**PROBLEM STATEMENT:** Extract every line in the items below that contains the string "chrome". Matching is case-sensitive.

**MATERIAL SHOWN:**
────

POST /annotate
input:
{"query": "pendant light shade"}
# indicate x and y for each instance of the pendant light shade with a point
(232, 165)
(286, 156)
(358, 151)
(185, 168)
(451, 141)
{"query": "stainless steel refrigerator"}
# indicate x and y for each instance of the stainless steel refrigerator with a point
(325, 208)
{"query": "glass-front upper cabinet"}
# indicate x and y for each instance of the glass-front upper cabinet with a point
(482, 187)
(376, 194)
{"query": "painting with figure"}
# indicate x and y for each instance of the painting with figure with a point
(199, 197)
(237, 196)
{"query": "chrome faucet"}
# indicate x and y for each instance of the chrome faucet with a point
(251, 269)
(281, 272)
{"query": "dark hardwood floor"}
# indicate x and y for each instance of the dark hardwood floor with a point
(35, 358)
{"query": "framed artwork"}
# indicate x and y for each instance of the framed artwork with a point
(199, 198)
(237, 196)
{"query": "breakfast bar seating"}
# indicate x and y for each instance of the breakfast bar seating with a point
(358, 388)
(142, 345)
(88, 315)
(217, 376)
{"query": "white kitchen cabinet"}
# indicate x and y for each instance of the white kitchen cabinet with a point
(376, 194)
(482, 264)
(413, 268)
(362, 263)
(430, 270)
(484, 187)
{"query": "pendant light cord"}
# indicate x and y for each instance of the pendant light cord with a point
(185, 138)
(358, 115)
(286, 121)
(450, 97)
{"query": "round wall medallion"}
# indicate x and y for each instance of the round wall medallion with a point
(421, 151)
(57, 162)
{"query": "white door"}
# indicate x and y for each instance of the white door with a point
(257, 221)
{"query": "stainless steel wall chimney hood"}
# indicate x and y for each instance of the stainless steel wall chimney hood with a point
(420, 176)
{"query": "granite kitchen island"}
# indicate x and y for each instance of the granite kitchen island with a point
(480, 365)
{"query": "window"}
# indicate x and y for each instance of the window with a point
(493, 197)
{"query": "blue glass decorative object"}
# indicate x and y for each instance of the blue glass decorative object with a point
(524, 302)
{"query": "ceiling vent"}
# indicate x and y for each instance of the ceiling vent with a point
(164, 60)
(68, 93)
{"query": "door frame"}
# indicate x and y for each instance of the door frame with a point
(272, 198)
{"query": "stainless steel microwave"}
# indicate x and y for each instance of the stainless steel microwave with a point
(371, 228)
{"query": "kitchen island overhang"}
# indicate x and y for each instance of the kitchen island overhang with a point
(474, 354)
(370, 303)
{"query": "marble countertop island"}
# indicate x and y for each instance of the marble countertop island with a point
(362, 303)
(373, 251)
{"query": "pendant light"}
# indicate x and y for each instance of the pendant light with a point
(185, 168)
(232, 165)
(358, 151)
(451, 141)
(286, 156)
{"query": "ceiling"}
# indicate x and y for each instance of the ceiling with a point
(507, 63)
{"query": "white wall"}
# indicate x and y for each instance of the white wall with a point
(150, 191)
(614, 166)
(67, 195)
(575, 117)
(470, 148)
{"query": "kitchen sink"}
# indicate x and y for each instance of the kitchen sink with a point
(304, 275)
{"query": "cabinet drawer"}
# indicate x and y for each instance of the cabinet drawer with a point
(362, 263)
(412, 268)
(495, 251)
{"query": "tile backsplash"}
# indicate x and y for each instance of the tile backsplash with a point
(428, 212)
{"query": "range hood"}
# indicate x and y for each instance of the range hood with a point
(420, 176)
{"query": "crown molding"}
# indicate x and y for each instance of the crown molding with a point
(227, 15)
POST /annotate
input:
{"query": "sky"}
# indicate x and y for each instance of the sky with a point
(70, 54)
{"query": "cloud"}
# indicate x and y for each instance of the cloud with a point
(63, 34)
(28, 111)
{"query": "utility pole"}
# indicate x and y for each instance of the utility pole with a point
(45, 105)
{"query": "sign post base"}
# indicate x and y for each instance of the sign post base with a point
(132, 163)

────

**FINAL RESULT:**
{"query": "chrome faucet"}
# indicate x and y for each instance of the chrome faucet with a point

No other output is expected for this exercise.